### Stored records

◆ ◆ ◆ ◆

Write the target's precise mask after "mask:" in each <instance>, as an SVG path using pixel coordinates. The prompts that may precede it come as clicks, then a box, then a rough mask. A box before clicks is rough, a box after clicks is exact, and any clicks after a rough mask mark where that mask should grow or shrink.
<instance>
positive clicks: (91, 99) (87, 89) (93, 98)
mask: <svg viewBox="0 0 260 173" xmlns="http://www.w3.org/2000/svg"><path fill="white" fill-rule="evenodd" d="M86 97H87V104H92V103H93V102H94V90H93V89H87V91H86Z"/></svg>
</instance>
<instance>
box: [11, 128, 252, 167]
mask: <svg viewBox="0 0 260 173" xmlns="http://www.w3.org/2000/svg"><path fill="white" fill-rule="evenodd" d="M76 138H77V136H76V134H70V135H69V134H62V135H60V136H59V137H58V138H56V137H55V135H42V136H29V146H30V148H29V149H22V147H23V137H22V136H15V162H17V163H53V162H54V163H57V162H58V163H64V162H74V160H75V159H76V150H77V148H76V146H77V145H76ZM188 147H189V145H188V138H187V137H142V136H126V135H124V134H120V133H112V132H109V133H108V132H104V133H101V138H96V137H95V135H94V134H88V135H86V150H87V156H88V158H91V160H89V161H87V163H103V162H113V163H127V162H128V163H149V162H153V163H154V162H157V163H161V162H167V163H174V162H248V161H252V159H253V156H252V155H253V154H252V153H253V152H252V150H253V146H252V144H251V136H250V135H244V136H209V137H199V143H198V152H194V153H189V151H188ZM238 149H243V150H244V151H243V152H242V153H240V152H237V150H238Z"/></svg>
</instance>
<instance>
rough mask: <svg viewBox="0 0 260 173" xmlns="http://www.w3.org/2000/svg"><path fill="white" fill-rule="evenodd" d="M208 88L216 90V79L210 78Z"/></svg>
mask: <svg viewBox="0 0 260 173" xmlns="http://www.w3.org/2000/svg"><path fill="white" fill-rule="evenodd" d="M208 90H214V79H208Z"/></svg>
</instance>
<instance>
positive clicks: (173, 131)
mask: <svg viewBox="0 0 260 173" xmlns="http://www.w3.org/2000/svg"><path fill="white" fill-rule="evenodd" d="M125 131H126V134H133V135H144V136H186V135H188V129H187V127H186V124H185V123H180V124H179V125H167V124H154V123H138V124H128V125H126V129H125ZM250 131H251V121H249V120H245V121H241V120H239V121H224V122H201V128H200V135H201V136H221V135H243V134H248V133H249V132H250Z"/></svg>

◆ ◆ ◆ ◆

Repeat the records above exactly.

Write the target's precise mask after "mask:" in each <instance>, as an SVG path using pixel coordinates. The prompts that may precede it come as clicks, then a box, then a rough mask. A box before clicks is rough, a box after clicks is exact, and any clicks after a rough mask mark where that mask should grow or shrink.
<instance>
positive clicks: (91, 99) (87, 89) (93, 98)
mask: <svg viewBox="0 0 260 173" xmlns="http://www.w3.org/2000/svg"><path fill="white" fill-rule="evenodd" d="M86 97H87V104H92V103H93V102H94V90H93V89H87V91H86Z"/></svg>
</instance>
<instance>
box: [11, 128, 252, 167]
mask: <svg viewBox="0 0 260 173" xmlns="http://www.w3.org/2000/svg"><path fill="white" fill-rule="evenodd" d="M76 138H77V136H76V134H70V135H69V134H62V135H60V136H59V137H58V138H56V137H55V135H42V136H29V146H30V148H29V149H22V147H23V137H22V136H15V162H17V163H53V162H54V163H57V162H58V163H64V162H74V160H75V159H76V150H77V148H76V146H77V145H76ZM188 147H189V145H188V138H187V137H142V136H126V135H124V134H120V133H112V132H109V133H108V132H104V133H101V138H96V137H95V135H94V134H88V135H86V150H87V156H88V158H91V160H89V161H87V163H103V162H113V163H127V162H128V163H149V162H153V163H154V162H157V163H161V162H167V163H174V162H248V161H252V159H253V156H252V155H253V154H252V153H253V152H252V150H253V146H252V144H251V136H250V135H244V136H209V137H199V143H198V152H194V153H189V151H188ZM238 149H243V150H244V151H243V152H242V153H240V152H237V150H238Z"/></svg>
</instance>
<instance>
rough mask: <svg viewBox="0 0 260 173" xmlns="http://www.w3.org/2000/svg"><path fill="white" fill-rule="evenodd" d="M208 88L216 90V79L210 78Z"/></svg>
mask: <svg viewBox="0 0 260 173" xmlns="http://www.w3.org/2000/svg"><path fill="white" fill-rule="evenodd" d="M208 90H214V79H208Z"/></svg>
</instance>
<instance>
positive clicks: (173, 131)
mask: <svg viewBox="0 0 260 173" xmlns="http://www.w3.org/2000/svg"><path fill="white" fill-rule="evenodd" d="M125 131H126V134H133V135H144V136H186V135H188V129H187V127H186V124H185V123H180V124H179V125H167V124H154V123H138V124H128V125H126V129H125ZM250 131H251V121H249V120H245V121H241V120H239V121H224V122H201V128H200V135H201V136H221V135H243V134H248V133H249V132H250Z"/></svg>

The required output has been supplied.